(Recorded data)
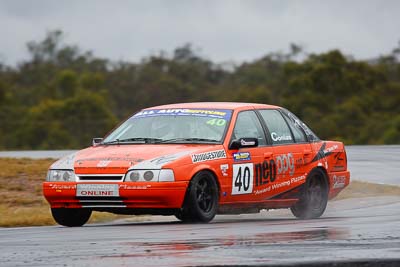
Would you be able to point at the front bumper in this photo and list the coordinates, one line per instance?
(131, 195)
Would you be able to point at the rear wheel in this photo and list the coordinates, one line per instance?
(201, 201)
(314, 199)
(71, 217)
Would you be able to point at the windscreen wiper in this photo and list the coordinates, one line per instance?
(139, 140)
(186, 140)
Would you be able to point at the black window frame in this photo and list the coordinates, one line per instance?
(268, 132)
(266, 137)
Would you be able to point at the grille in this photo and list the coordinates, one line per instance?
(117, 177)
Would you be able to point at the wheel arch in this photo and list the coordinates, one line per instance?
(326, 176)
(212, 173)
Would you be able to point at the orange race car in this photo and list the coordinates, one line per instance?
(195, 160)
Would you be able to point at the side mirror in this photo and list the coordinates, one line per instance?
(244, 142)
(96, 141)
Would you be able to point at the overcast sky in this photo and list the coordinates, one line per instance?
(222, 30)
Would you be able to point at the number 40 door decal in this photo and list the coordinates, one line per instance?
(243, 176)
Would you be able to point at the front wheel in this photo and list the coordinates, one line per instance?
(314, 198)
(201, 202)
(71, 217)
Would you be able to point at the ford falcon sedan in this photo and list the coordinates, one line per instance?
(196, 160)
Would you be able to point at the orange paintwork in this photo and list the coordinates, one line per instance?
(117, 159)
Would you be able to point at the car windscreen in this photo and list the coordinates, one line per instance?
(173, 126)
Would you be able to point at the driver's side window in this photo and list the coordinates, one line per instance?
(248, 125)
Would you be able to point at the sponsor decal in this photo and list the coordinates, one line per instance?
(339, 181)
(224, 114)
(278, 138)
(224, 169)
(265, 172)
(243, 177)
(212, 155)
(110, 159)
(134, 187)
(241, 156)
(66, 162)
(323, 152)
(279, 185)
(330, 149)
(97, 190)
(298, 179)
(247, 143)
(285, 163)
(62, 187)
(103, 163)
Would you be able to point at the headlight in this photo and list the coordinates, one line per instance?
(164, 175)
(60, 176)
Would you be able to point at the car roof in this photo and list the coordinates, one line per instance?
(215, 105)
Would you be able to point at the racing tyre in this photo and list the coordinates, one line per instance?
(201, 202)
(71, 217)
(314, 198)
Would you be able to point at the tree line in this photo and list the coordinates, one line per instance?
(61, 96)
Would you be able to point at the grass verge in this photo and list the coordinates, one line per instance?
(22, 202)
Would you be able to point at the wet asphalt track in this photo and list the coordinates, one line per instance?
(356, 230)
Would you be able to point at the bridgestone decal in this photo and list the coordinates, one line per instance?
(218, 154)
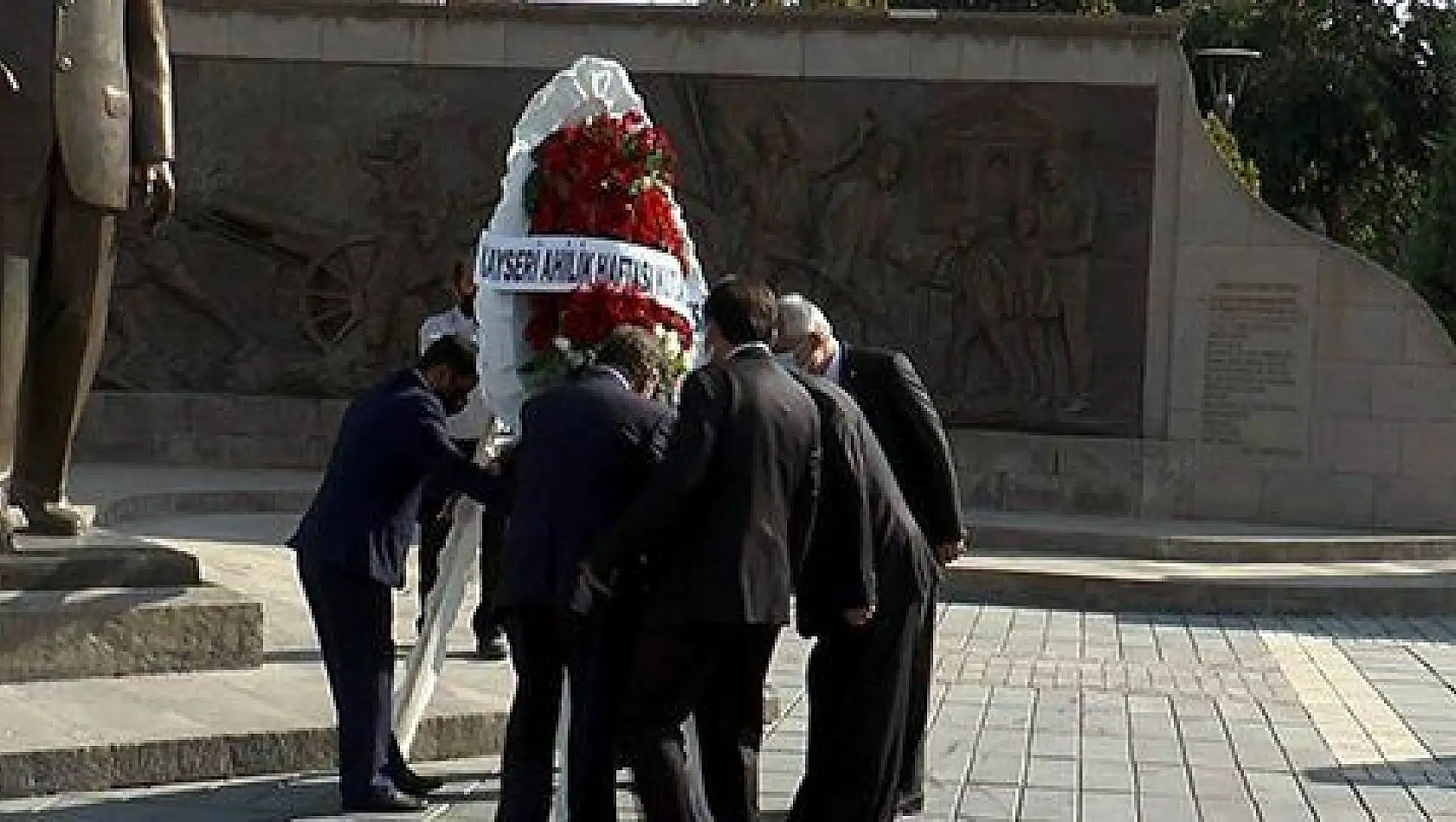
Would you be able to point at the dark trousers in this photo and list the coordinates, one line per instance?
(354, 619)
(435, 530)
(66, 249)
(715, 672)
(860, 696)
(551, 644)
(918, 719)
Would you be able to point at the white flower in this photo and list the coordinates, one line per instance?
(668, 339)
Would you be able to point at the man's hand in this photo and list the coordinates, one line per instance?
(159, 191)
(591, 581)
(860, 617)
(448, 510)
(945, 553)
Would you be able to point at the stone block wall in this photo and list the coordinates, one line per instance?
(1277, 379)
(1349, 415)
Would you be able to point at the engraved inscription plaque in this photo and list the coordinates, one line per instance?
(1254, 369)
(998, 233)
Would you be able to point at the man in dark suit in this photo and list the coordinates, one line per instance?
(862, 589)
(351, 548)
(723, 524)
(586, 452)
(903, 418)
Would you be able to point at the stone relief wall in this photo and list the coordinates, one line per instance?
(996, 232)
(1306, 386)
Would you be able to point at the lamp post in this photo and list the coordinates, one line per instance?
(1227, 72)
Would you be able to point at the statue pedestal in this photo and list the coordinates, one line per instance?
(109, 606)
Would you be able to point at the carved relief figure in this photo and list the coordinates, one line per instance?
(409, 220)
(775, 202)
(158, 267)
(1065, 232)
(977, 268)
(855, 252)
(950, 220)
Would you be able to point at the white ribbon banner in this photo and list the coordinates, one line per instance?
(564, 264)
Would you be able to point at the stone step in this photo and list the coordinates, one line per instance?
(117, 632)
(96, 559)
(1001, 533)
(185, 728)
(178, 728)
(1057, 581)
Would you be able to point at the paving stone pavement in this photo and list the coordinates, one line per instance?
(1063, 716)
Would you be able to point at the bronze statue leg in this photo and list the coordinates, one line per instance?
(19, 228)
(68, 326)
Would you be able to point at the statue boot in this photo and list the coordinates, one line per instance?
(40, 506)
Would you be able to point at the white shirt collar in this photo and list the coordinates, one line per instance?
(749, 347)
(836, 363)
(618, 376)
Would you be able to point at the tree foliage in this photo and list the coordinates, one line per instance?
(1340, 112)
(1227, 147)
(1428, 255)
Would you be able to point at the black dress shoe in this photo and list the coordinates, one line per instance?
(911, 805)
(384, 802)
(418, 785)
(491, 649)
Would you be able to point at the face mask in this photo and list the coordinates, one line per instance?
(453, 399)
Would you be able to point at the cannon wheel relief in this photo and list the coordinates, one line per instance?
(335, 287)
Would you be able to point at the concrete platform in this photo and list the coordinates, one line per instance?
(999, 533)
(117, 632)
(98, 559)
(220, 725)
(89, 735)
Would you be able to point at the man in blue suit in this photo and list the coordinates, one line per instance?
(586, 450)
(351, 548)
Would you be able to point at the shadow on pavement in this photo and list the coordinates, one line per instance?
(1437, 771)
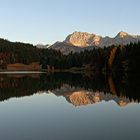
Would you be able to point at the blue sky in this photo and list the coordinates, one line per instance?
(47, 21)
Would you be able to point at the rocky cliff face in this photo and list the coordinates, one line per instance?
(82, 39)
(79, 41)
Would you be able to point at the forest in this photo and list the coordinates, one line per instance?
(111, 59)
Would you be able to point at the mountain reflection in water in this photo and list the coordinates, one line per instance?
(76, 88)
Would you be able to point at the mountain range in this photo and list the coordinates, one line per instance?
(79, 41)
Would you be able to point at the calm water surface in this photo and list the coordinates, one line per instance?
(66, 106)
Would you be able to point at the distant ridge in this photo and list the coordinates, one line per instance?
(79, 41)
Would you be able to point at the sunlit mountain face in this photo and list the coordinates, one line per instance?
(78, 90)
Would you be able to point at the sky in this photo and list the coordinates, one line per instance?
(48, 21)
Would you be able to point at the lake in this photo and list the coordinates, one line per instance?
(66, 106)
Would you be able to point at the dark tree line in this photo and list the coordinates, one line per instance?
(112, 59)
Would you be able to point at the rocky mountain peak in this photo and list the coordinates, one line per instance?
(82, 39)
(122, 34)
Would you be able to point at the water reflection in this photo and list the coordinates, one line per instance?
(76, 88)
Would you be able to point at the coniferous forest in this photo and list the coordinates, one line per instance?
(108, 59)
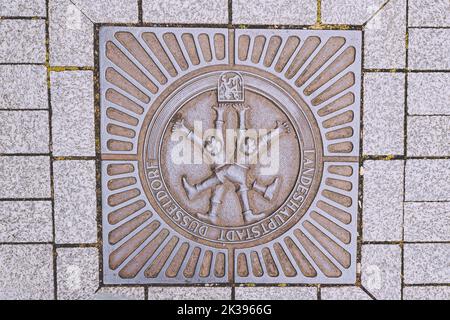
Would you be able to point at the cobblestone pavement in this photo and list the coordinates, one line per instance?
(50, 235)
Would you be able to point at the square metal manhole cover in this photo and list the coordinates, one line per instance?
(229, 156)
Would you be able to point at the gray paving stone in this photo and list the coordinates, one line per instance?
(427, 263)
(349, 11)
(428, 136)
(24, 177)
(381, 271)
(189, 293)
(344, 293)
(384, 102)
(427, 180)
(22, 8)
(72, 95)
(78, 273)
(182, 11)
(383, 200)
(29, 221)
(427, 221)
(426, 293)
(26, 272)
(109, 11)
(276, 293)
(23, 87)
(384, 37)
(429, 49)
(71, 35)
(75, 201)
(427, 94)
(429, 13)
(24, 132)
(303, 12)
(22, 41)
(120, 293)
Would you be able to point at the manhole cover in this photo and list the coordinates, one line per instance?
(229, 156)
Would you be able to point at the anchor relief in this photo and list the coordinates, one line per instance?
(229, 156)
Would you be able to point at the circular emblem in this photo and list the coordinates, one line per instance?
(230, 158)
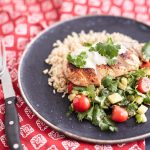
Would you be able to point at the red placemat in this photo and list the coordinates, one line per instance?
(20, 21)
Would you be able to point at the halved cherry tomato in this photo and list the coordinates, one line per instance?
(146, 65)
(70, 87)
(143, 85)
(81, 103)
(119, 114)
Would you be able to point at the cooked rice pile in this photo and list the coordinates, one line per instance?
(72, 42)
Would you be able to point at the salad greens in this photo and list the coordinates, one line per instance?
(103, 99)
(107, 49)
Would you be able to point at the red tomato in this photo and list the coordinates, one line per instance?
(81, 103)
(119, 114)
(70, 87)
(146, 65)
(143, 85)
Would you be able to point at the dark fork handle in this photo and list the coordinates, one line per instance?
(12, 129)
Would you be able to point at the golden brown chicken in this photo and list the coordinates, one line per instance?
(126, 62)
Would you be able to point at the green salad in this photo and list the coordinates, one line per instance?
(116, 100)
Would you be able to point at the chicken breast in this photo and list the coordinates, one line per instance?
(126, 62)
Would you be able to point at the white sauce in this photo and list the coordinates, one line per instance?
(94, 58)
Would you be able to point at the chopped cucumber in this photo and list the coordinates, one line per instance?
(147, 71)
(139, 99)
(142, 109)
(141, 118)
(122, 86)
(115, 98)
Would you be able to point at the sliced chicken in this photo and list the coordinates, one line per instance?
(126, 62)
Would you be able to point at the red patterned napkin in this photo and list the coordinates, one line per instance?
(20, 21)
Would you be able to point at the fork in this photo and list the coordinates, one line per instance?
(12, 129)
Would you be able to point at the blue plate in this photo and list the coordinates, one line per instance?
(51, 108)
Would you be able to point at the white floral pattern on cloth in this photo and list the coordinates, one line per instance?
(20, 21)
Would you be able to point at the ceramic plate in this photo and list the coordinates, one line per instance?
(51, 108)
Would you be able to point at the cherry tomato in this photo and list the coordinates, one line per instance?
(81, 103)
(143, 85)
(119, 114)
(146, 65)
(70, 87)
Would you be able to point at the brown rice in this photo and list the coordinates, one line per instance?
(71, 42)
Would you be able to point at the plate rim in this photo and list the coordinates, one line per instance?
(67, 133)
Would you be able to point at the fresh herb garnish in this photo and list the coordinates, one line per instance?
(107, 49)
(79, 60)
(146, 51)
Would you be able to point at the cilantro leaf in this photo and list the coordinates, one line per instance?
(107, 49)
(146, 51)
(79, 60)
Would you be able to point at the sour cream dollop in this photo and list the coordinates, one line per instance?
(94, 58)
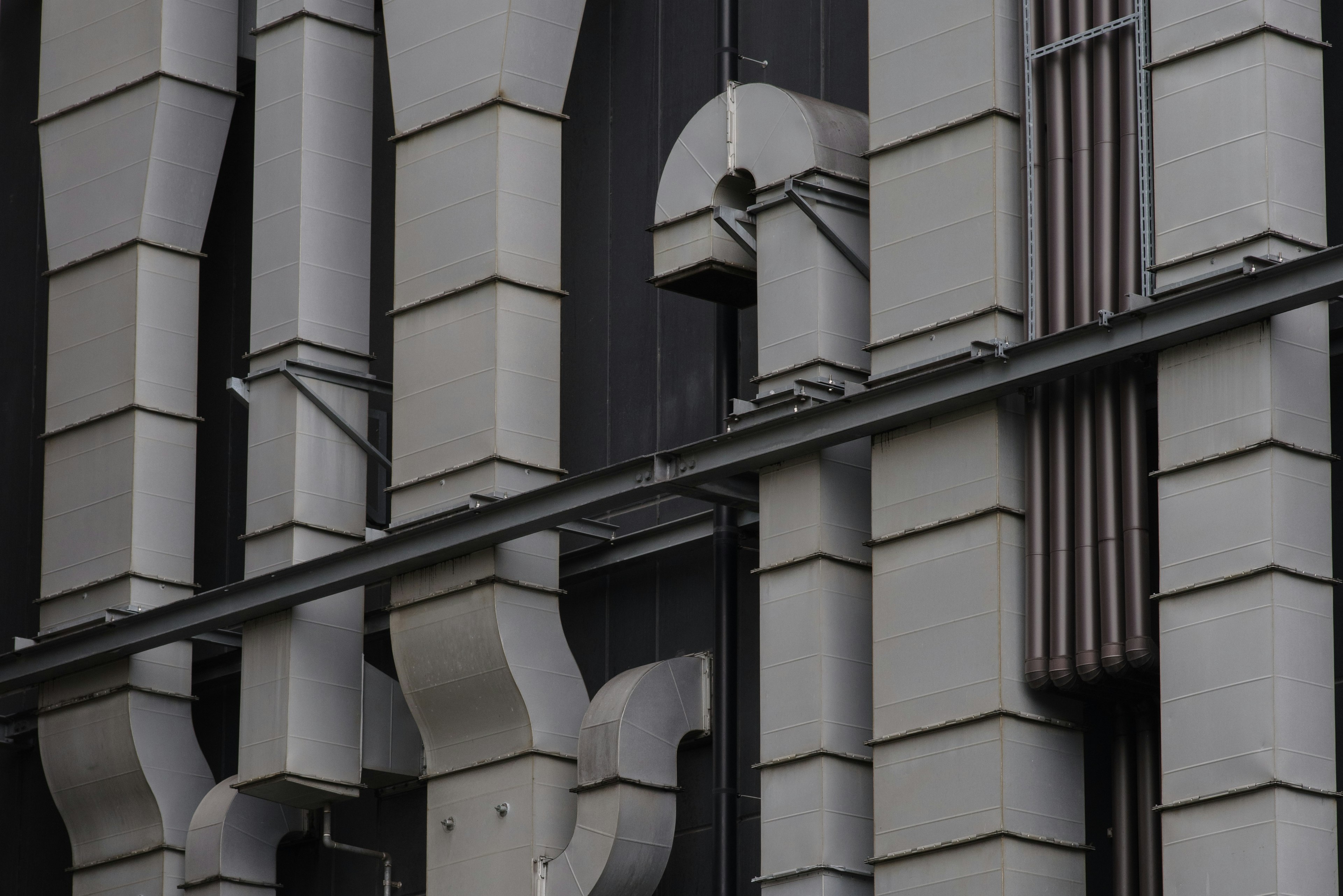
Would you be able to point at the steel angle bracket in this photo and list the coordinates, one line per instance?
(800, 191)
(735, 221)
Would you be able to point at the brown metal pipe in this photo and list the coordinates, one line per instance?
(1037, 540)
(1125, 798)
(1149, 764)
(1059, 229)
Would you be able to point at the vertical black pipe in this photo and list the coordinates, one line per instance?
(1125, 793)
(726, 543)
(1060, 274)
(1147, 746)
(1110, 527)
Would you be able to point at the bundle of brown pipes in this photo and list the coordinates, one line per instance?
(1088, 617)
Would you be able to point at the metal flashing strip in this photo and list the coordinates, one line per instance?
(495, 761)
(942, 128)
(136, 83)
(300, 341)
(449, 471)
(816, 555)
(1234, 244)
(108, 692)
(618, 780)
(943, 324)
(301, 524)
(473, 583)
(1240, 35)
(975, 839)
(1248, 574)
(128, 574)
(225, 879)
(1248, 789)
(969, 721)
(950, 520)
(310, 14)
(144, 851)
(116, 413)
(813, 870)
(1173, 322)
(1247, 449)
(136, 241)
(462, 113)
(475, 284)
(813, 754)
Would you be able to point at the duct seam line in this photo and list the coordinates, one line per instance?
(813, 754)
(950, 520)
(1239, 35)
(225, 879)
(467, 288)
(115, 413)
(310, 14)
(1248, 789)
(286, 524)
(975, 839)
(620, 780)
(496, 761)
(300, 341)
(129, 574)
(475, 583)
(942, 128)
(967, 721)
(139, 81)
(461, 113)
(131, 855)
(818, 555)
(253, 782)
(950, 322)
(108, 692)
(1234, 244)
(137, 241)
(1247, 449)
(440, 475)
(801, 366)
(1247, 574)
(813, 870)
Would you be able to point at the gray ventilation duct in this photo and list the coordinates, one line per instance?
(477, 96)
(232, 843)
(809, 248)
(312, 198)
(628, 781)
(978, 780)
(135, 105)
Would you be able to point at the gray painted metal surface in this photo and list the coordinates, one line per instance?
(884, 408)
(232, 843)
(628, 774)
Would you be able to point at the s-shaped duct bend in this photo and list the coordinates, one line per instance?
(628, 780)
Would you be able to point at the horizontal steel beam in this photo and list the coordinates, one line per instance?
(891, 405)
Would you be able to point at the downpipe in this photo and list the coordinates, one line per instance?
(359, 851)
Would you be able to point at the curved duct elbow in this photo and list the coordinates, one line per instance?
(773, 135)
(628, 753)
(233, 840)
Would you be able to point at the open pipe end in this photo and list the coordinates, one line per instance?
(1114, 661)
(1141, 652)
(1090, 665)
(1037, 672)
(1063, 674)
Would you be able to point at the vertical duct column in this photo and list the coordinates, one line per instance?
(816, 578)
(977, 777)
(135, 108)
(1244, 486)
(303, 669)
(477, 94)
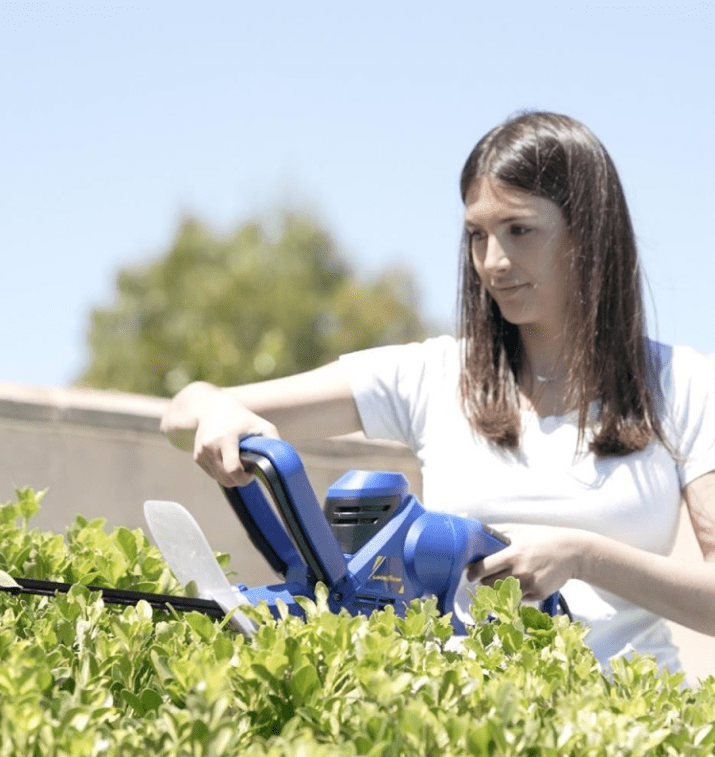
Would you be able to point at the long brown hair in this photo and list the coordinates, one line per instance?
(556, 157)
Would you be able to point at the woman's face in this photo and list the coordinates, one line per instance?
(520, 248)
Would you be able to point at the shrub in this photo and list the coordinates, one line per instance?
(81, 677)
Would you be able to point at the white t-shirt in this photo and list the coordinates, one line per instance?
(409, 393)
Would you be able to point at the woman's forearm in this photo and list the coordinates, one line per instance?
(680, 591)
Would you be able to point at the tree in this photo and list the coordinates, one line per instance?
(244, 308)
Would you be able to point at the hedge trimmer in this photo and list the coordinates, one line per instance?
(373, 545)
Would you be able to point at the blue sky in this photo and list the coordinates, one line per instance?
(119, 119)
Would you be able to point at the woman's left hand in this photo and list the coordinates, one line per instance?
(542, 558)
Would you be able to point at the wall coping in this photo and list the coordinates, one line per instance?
(109, 409)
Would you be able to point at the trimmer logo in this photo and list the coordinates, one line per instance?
(389, 571)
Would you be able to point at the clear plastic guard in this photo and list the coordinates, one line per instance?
(188, 553)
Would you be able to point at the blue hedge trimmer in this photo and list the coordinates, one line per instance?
(372, 545)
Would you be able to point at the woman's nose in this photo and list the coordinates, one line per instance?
(496, 261)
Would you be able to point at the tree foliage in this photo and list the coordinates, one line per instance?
(251, 306)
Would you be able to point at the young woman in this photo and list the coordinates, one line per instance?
(551, 413)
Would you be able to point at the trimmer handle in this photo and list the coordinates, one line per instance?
(280, 469)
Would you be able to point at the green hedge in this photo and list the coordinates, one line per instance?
(79, 677)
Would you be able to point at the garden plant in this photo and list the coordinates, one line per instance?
(79, 676)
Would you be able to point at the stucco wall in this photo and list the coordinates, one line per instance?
(101, 454)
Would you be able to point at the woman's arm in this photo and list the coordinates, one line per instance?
(209, 420)
(544, 558)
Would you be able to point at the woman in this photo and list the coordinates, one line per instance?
(552, 412)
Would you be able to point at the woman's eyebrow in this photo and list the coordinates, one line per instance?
(528, 216)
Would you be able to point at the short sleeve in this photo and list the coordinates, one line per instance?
(392, 386)
(688, 387)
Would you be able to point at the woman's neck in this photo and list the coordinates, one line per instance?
(543, 373)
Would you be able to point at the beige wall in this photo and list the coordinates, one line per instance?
(101, 455)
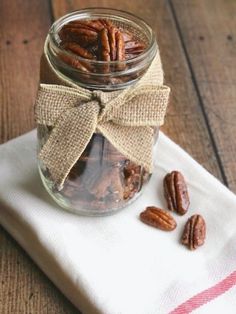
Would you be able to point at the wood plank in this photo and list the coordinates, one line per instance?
(24, 24)
(185, 123)
(208, 30)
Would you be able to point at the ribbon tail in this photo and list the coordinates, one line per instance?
(65, 144)
(137, 145)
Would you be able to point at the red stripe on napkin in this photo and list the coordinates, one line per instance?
(206, 295)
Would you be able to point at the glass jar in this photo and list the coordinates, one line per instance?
(102, 180)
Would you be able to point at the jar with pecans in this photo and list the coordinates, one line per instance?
(94, 132)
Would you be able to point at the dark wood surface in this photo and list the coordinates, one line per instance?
(197, 40)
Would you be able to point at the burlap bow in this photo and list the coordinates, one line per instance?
(126, 118)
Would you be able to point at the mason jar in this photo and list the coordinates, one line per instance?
(102, 180)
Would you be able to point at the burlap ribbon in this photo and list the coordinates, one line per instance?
(126, 118)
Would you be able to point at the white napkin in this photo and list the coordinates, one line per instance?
(117, 264)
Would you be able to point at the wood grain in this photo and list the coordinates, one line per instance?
(185, 123)
(197, 118)
(24, 25)
(208, 30)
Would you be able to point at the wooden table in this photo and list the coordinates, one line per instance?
(197, 41)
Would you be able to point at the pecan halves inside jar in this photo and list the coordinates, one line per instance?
(82, 36)
(103, 41)
(194, 232)
(176, 193)
(78, 50)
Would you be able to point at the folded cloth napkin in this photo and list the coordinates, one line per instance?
(117, 264)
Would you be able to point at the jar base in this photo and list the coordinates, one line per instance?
(80, 211)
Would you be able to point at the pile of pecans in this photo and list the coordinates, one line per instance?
(102, 179)
(85, 43)
(177, 198)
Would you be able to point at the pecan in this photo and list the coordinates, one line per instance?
(79, 65)
(104, 46)
(82, 36)
(158, 218)
(94, 25)
(176, 193)
(77, 49)
(194, 232)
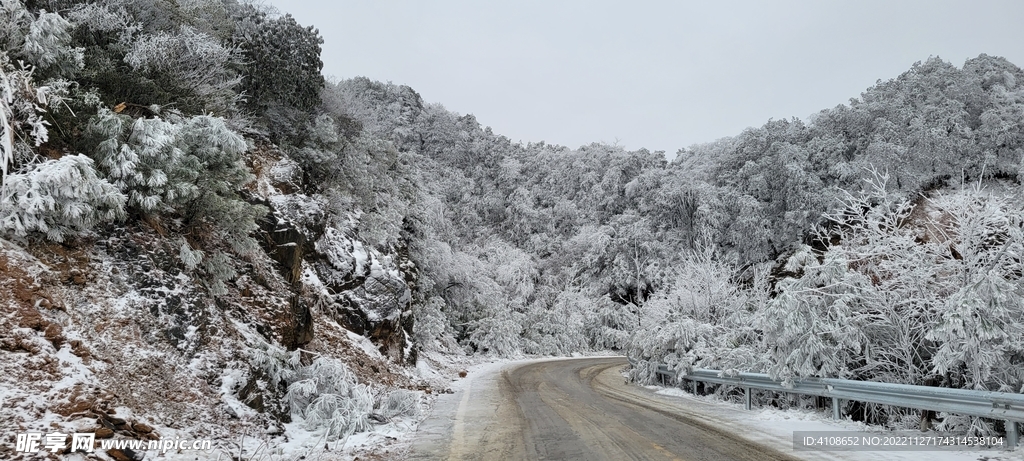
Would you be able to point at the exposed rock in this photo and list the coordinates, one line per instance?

#### Problem:
Reproduce the part of the listing that opens with the line containing "Would you be able to point at the man's" and closes with the line containing "(1306, 386)", substituting "black suit" for "dark suit" and keeping everything else the same.

#### Solution to this task:
Would you be able to point at the man's hand in this photo and list the coordinates, one line per instance?
(159, 191)
(591, 581)
(860, 617)
(448, 510)
(945, 553)
Would you be able to point at the stone block wall in this photo and list the coordinates, one line per instance?
(1277, 379)
(1349, 415)
Would you be able to point at the engraved inscription plaque in this photo and list the coordinates, one line per instance?
(1254, 369)
(998, 233)
Would you be able to point at the man in black suit in this photo and list the coordinates, one line per instance?
(862, 589)
(351, 548)
(723, 524)
(586, 452)
(903, 418)
Would you be able to point at the stone relief wall in this photo and list the coordinates, one line per instance?
(996, 232)
(1306, 386)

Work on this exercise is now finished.